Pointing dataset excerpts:
.....

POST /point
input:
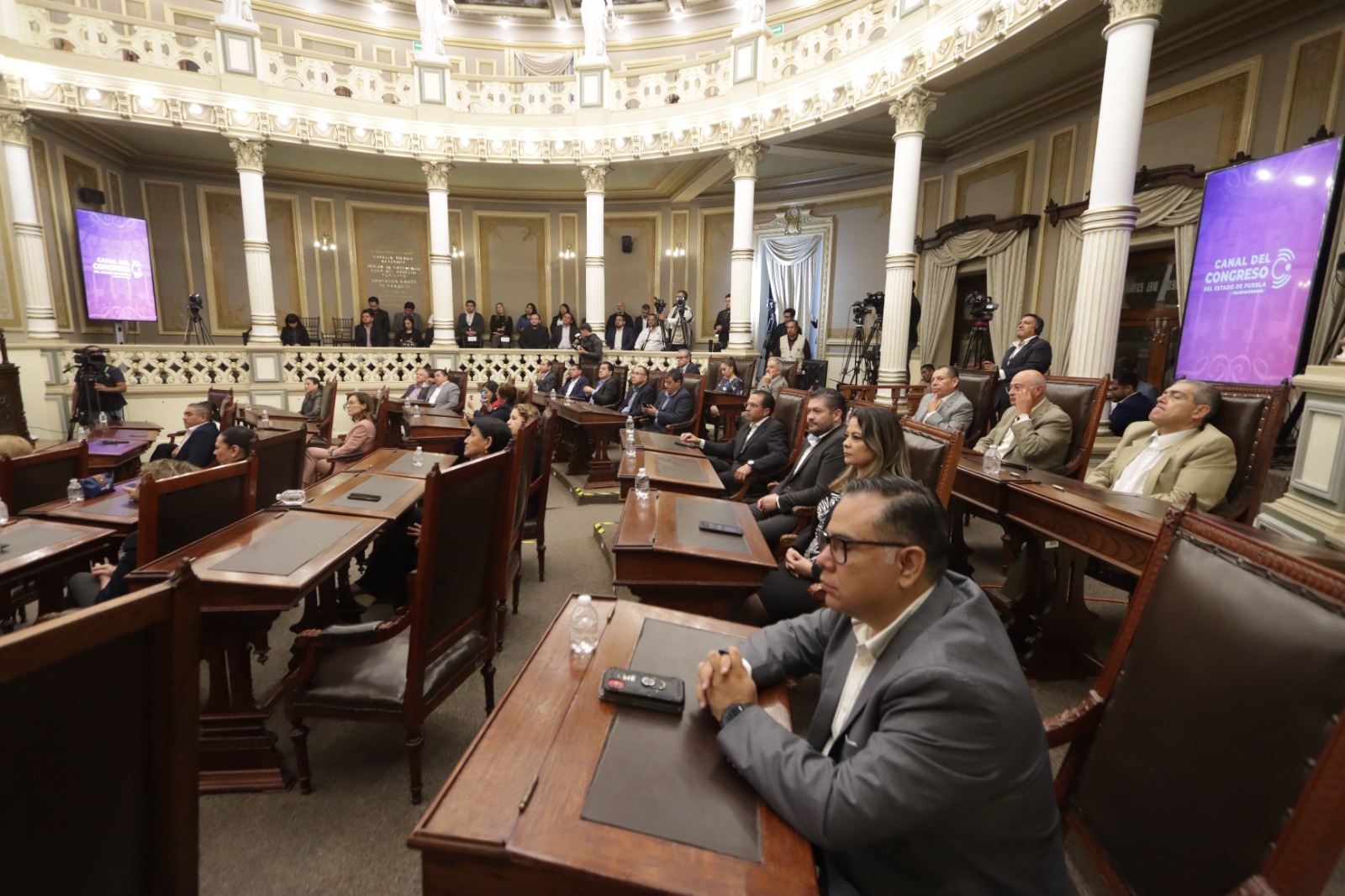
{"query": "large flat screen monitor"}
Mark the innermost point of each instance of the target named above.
(1259, 266)
(116, 266)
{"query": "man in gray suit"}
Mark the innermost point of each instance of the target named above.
(926, 768)
(943, 405)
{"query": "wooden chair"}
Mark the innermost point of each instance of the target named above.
(107, 748)
(280, 465)
(42, 477)
(401, 669)
(979, 389)
(538, 490)
(1082, 398)
(1251, 417)
(183, 509)
(1210, 755)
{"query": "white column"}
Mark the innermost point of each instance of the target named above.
(261, 298)
(1111, 212)
(910, 111)
(440, 255)
(29, 242)
(595, 266)
(740, 273)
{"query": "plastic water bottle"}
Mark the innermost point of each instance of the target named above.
(990, 461)
(584, 627)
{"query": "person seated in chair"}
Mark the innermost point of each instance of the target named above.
(323, 461)
(674, 407)
(198, 436)
(1033, 432)
(604, 393)
(757, 452)
(104, 580)
(1174, 452)
(943, 405)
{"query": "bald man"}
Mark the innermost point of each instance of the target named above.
(1033, 432)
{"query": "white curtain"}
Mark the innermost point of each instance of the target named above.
(793, 268)
(1006, 277)
(537, 65)
(1176, 208)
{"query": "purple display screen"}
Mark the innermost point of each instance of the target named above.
(1257, 266)
(116, 264)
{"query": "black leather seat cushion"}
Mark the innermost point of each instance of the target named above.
(374, 678)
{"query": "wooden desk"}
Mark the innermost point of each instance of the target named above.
(509, 820)
(114, 512)
(396, 461)
(672, 472)
(681, 567)
(592, 427)
(398, 494)
(47, 553)
(239, 607)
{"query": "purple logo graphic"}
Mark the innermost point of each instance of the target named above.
(114, 252)
(1251, 280)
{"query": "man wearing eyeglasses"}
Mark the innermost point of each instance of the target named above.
(926, 767)
(1176, 452)
(1033, 432)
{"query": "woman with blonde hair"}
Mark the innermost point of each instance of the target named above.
(874, 445)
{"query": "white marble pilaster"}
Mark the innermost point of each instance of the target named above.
(29, 240)
(746, 159)
(440, 255)
(1111, 212)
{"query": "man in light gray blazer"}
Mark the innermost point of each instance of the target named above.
(926, 768)
(943, 405)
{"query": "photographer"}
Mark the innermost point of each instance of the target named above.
(98, 387)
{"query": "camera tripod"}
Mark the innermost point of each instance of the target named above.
(197, 327)
(861, 356)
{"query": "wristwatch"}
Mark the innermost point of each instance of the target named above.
(732, 712)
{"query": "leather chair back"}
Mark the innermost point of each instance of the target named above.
(1210, 751)
(979, 389)
(42, 477)
(280, 465)
(1251, 417)
(181, 510)
(1082, 398)
(934, 456)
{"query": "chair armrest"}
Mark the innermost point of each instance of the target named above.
(1073, 723)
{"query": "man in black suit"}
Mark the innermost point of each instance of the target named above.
(757, 454)
(604, 393)
(470, 327)
(809, 481)
(1028, 353)
(370, 334)
(672, 407)
(721, 322)
(639, 393)
(198, 437)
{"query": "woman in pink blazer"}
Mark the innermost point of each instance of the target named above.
(323, 461)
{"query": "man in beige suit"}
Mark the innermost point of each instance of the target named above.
(1033, 432)
(1176, 452)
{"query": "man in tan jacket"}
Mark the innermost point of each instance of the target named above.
(1176, 452)
(1033, 432)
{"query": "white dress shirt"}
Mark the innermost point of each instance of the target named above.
(1131, 479)
(868, 650)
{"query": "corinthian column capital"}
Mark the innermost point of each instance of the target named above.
(436, 174)
(746, 159)
(911, 109)
(249, 154)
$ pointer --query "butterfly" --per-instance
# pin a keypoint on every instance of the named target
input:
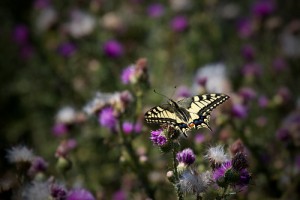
(186, 114)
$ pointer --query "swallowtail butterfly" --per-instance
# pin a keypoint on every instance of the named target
(186, 114)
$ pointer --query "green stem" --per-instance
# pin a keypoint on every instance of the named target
(178, 190)
(136, 164)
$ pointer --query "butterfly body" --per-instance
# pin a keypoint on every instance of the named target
(186, 114)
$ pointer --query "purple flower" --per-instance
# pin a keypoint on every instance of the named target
(279, 64)
(38, 165)
(127, 74)
(107, 118)
(283, 134)
(155, 10)
(66, 49)
(263, 8)
(199, 138)
(179, 23)
(21, 34)
(220, 172)
(58, 192)
(138, 127)
(41, 4)
(158, 138)
(247, 93)
(186, 156)
(59, 129)
(80, 194)
(113, 49)
(239, 111)
(183, 91)
(127, 127)
(244, 28)
(248, 52)
(119, 195)
(263, 101)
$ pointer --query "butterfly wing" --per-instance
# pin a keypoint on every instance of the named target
(200, 107)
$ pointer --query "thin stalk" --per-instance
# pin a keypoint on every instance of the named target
(178, 190)
(136, 165)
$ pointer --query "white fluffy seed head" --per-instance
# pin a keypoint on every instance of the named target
(216, 155)
(20, 154)
(193, 182)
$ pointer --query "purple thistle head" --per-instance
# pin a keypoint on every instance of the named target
(113, 49)
(38, 165)
(186, 156)
(80, 194)
(263, 8)
(21, 34)
(279, 64)
(107, 118)
(220, 172)
(119, 195)
(66, 49)
(248, 52)
(127, 127)
(158, 138)
(58, 192)
(179, 23)
(127, 74)
(239, 111)
(155, 10)
(59, 129)
(263, 101)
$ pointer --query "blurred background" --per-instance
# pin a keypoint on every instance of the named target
(56, 55)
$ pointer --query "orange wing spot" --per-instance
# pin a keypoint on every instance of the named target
(191, 124)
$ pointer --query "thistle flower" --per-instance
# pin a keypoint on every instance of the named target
(107, 118)
(216, 156)
(128, 74)
(119, 195)
(186, 156)
(191, 181)
(58, 192)
(113, 49)
(20, 154)
(36, 190)
(66, 115)
(127, 127)
(158, 138)
(59, 129)
(221, 171)
(80, 194)
(245, 28)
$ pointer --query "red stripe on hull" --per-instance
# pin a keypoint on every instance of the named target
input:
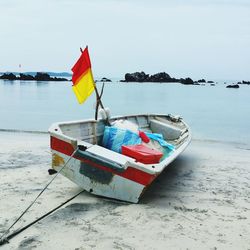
(130, 173)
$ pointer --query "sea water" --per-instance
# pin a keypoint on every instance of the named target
(212, 112)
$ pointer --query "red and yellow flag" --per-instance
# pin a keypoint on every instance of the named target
(82, 78)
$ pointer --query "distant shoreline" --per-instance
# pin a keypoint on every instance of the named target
(136, 77)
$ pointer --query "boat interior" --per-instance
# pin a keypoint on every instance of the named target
(173, 129)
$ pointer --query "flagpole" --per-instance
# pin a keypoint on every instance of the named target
(98, 98)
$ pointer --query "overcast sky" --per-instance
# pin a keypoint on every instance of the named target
(201, 39)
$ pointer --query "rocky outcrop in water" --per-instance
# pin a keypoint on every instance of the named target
(235, 86)
(38, 77)
(158, 77)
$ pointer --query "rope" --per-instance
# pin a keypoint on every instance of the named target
(6, 239)
(33, 202)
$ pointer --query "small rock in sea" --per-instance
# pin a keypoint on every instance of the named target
(235, 86)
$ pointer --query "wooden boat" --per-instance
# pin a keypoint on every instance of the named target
(107, 173)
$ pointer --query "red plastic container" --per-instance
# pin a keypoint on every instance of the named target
(142, 153)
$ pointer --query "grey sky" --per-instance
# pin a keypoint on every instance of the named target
(209, 38)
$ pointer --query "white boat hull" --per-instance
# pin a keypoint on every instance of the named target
(101, 171)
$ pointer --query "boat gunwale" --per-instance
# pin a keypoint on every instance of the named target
(150, 168)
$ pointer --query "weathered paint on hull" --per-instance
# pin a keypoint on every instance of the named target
(127, 185)
(116, 187)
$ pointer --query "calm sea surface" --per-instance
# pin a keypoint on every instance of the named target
(213, 112)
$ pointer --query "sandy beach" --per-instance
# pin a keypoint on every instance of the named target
(200, 202)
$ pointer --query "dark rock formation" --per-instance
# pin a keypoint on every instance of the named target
(201, 80)
(136, 77)
(42, 76)
(160, 77)
(104, 79)
(235, 86)
(8, 76)
(26, 77)
(187, 81)
(38, 77)
(244, 82)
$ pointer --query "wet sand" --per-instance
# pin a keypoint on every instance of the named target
(200, 202)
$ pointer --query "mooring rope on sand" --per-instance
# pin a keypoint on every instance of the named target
(5, 237)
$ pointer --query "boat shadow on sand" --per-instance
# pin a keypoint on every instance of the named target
(173, 181)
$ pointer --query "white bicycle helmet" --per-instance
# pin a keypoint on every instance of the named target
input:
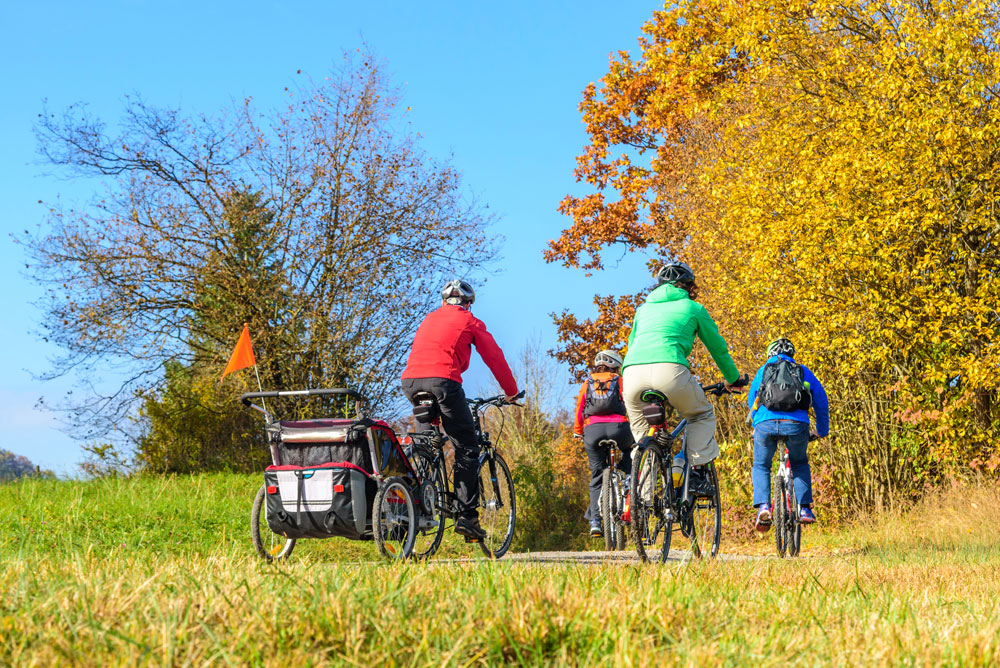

.....

Given task:
Please write out again every line from the start of the lines above through the line with "(1251, 280)", both ends included, shifting each coordinate in the answers by -90. Omit the pictures.

Exercise result:
POST /point
input:
{"query": "large flat screen monitor"}
Mark the innermost point of each instance of the target named above.
(1169, 176)
(26, 176)
{"query": "man in gray suit"}
Mark the innermost point of each instance of the target named above.
(836, 678)
(853, 315)
{"query": "wooden chair"}
Mark the innermost point of each instance of the target named above.
(17, 658)
(190, 375)
(-48, 387)
(311, 579)
(889, 299)
(448, 400)
(992, 308)
(1161, 327)
(93, 419)
(1120, 665)
{"query": "white column"}
Mark the innermost point of each instance of the target named above.
(171, 208)
(1021, 122)
(820, 21)
(350, 165)
(-61, 152)
(505, 176)
(650, 183)
{"query": "plastic water bottle"}
Mark the innermost point of each instance of the target named above.
(900, 371)
(494, 537)
{"query": "person seated in chair"}
Mark the innermost point of each instance of the target named above.
(233, 371)
(584, 317)
(108, 346)
(943, 342)
(514, 303)
(667, 362)
(14, 490)
(1084, 362)
(853, 315)
{"query": "bald man"}
Mark the innermost point of each instance of the target named above.
(943, 342)
{"query": "white curtain"}
Mark the innermost point of each instance of the target named above.
(703, 178)
(916, 187)
(447, -25)
(1086, 118)
{"query": "purple display screen"}
Mark the innermost point of each instance of the target named above.
(1167, 176)
(26, 174)
{"query": "black leather seat cushion"}
Mark the innermost point of each instance of the target named above.
(284, 588)
{"query": "wooden desk"}
Mark the innermost point of each instance of the target named above.
(419, 730)
(24, 422)
(306, 371)
(582, 382)
(591, 477)
(502, 337)
(308, 404)
(-43, 463)
(149, 517)
{"query": "purple logo graphic"}
Mark the innermost point of each instance of the target named above.
(24, 162)
(1161, 190)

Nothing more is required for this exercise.